» Extracted text
....

A comparison table or matrix that shows which features or flavors of regular expressions are available in which tool or programming language is available from regular-expressions.info.


Simple Regular Expressions

The Simple Regular Expression syntax is widely used on Unix based systems for the purposes of backwards compatibility. Most regular-expression-aware Unix utilities, such as grep and sed, use it by default while providing support for extended regular expressions with command line arguments (see below). This syntax is deprecated on POSIX compliant systems and should not be used by new utilities.

When simple regular expression syntax is being used, most characters, except metacharacters are treated as literal characters and match only themselves (for example, "a" matches "a", "(bc" matches "(bc", etc).

Operators
Operator Effect
. The dot operator matches any single character.
[ ] boxes enable a single character to be matched against character lists or character ranges.
[^ ] A complement box enables a single character not within a character list or character range to be matched.
^ A caret anchor matches the start of the line (or any line, when applied in multiline mode)
$ A dollar anchor matches the end of the line (or any line, when applied in multiline mode)
( ) parentheses are used to define a marked subexpression. The matched text section can be recalled at a later time.
\n Where n is a digit from 1 to 9; matches what the nth marked subexpression matched. This irregular construct has not been adopted in the extended regular expression syntax.
* A single character expression followed by "*" matches zero or more copies of the expression. For example, "ab*c" matches "ac", "abc", "abbbc" etc. "[xyz]*" matches "", "x", "y", "zx", "zyx", and so on.
  • \n*, where n is a digit from 1 to 9, matches zero or more iterations of what the nth marked subexpression matched. For example, "(a.)c\1*" matches "abcab" and "abcabab" but not "abcac".
  • An expression enclosed in "\(" and "\)" followed by "*" is deemed to be invalid. In some cases (e.g. /usr/bin/xpg4/grep of SunOS 5.8), it matches zero or more iterations of the string that the enclosed expression matches. In other cases (e.g. /usr/bin/grep of SunOS 5.8), it matches what the enclosed expression matches, followed by a literal "*".

Examples

Examples:

  • "^[hc]at"
    • Matches hat and cat but only at the beginning of a line.

....

» Stored data
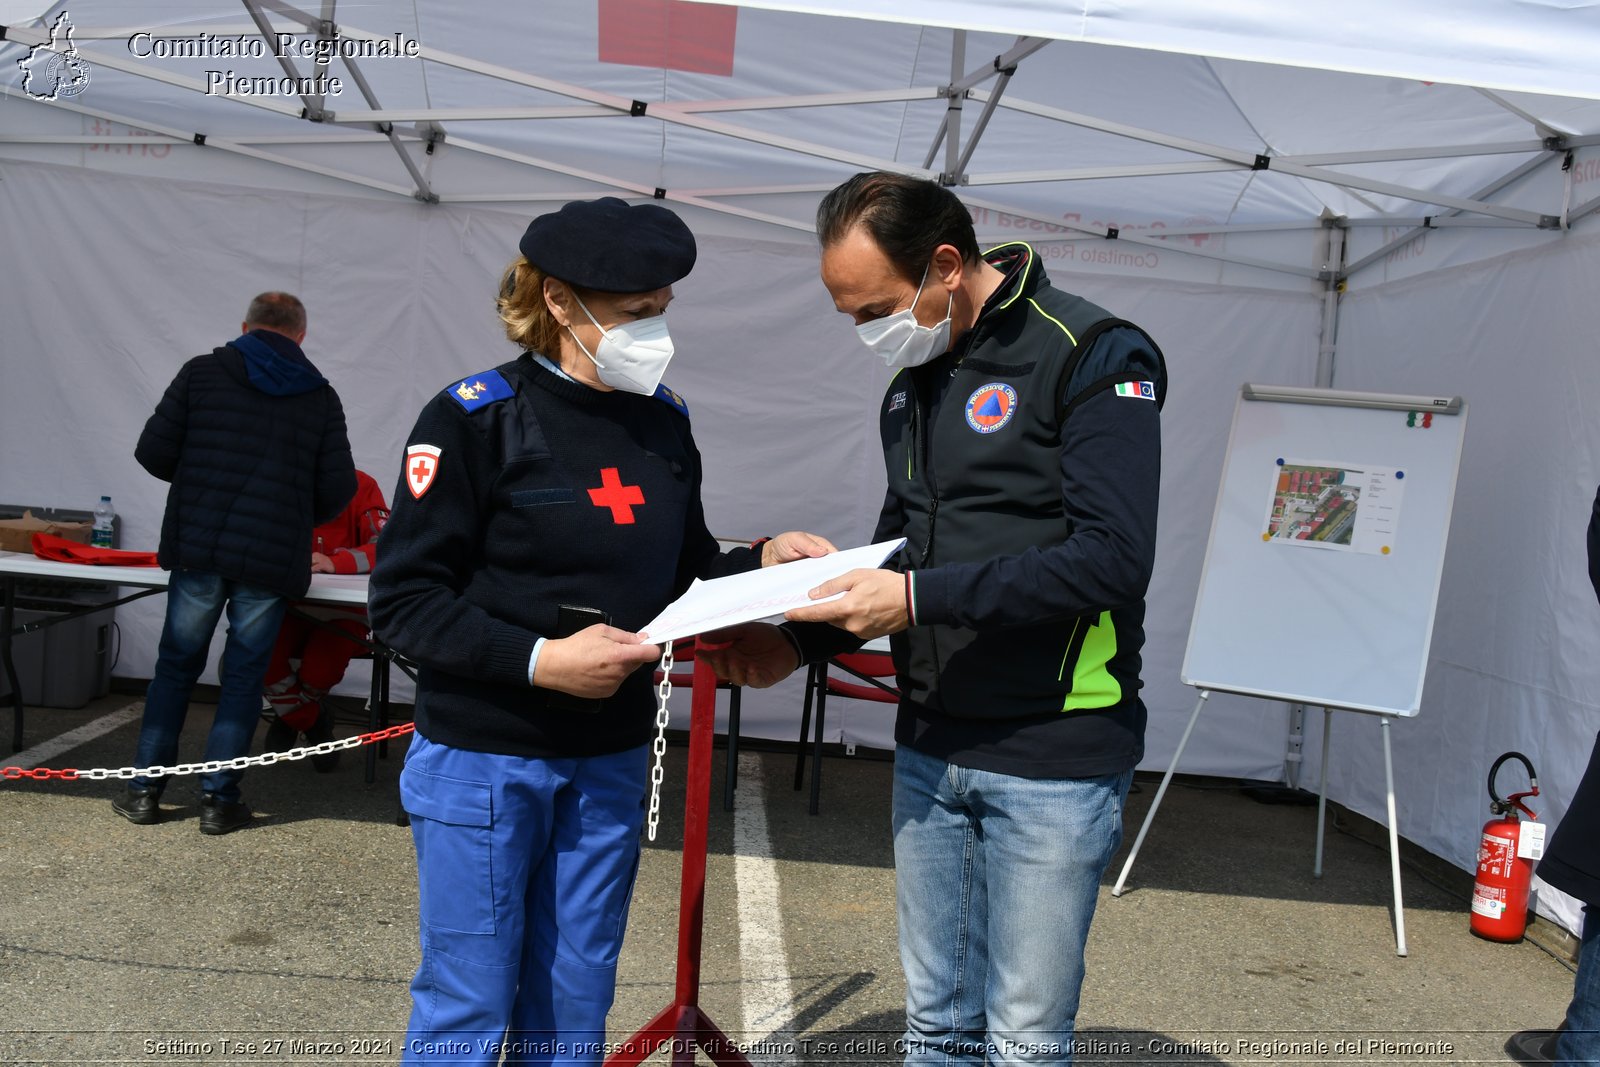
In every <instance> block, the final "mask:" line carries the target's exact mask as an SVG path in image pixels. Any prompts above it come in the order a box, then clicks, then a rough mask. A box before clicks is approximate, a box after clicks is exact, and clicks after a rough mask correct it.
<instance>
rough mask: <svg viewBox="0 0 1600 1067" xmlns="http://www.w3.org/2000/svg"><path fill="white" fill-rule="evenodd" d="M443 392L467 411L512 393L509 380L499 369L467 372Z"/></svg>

....

» Task instructions
1/ Reproduce the passage on simple regular expressions word for word, beginning at "[^ ] A complement" and stopping after "a later time.".
2/ Write the next part of the text on simple regular expressions, starting right after its final line.

» Answers for each item
1/
[^ ] A complement box enables a single character not within a character list or character range to be matched.
^ A caret anchor matches the start of the line (or any line, when applied in multiline mode)
$ A dollar anchor matches the end of the line (or any line, when applied in multiline mode)
( ) parentheses are used to define a marked subexpression. The matched text section can be recalled at a later time.

2/
  • "[hc]at$"
    • Matches hat and cat but only at the end of a line.

Use in Tools

Tools and languages that utilize this regular expression syntax include:


Basic Regular Expressions

Basic Regular Expressions: Note that particular implementations of regular expressions interpret the backslash symbol differently in front of some of the metacharacters. For example, egrep and perl interpret unbackslashed parentheses and vertical bars as metacharacters, reserving the backslashed versions to mean the literal characters themselves. Old versions of grep did not support the pipe alternation operator.

Operators
Operator Effect
. The dot operator matches any single character.
[ ] A box enables a single character to be matched against a character list or character range.
[^ ] A compliment box enables a single character not within a character list or character range to be matched.
* An asterisk specifies zero or more characters to match.
^ The caret anchor matches the beginning of the line.
$ The dollar anchor matches the end of the line.
Examples:
Example Match
".at" any three-character string like hat, cat or bat
"[hc]at" hat and cat
"[^b]at" all the matched strings from the regex ".at" except bat
"^[hc]at" hat and cat, but only at the beginning of a line
"[hc]at$" hat and cat, but only at the end of a line

Many ranges of characters depend on the chosen locale setting. For example, in some settings letters are organized as abc..yzABC..YZ, while in some they are organized as aAbBcC..yYzZ.

The Posix Basic Regular Expressions syntax provided extensions for consistency between utility programs such as grep, sed and awk. These extensions are not supported by some traditional implementations of Unix tools.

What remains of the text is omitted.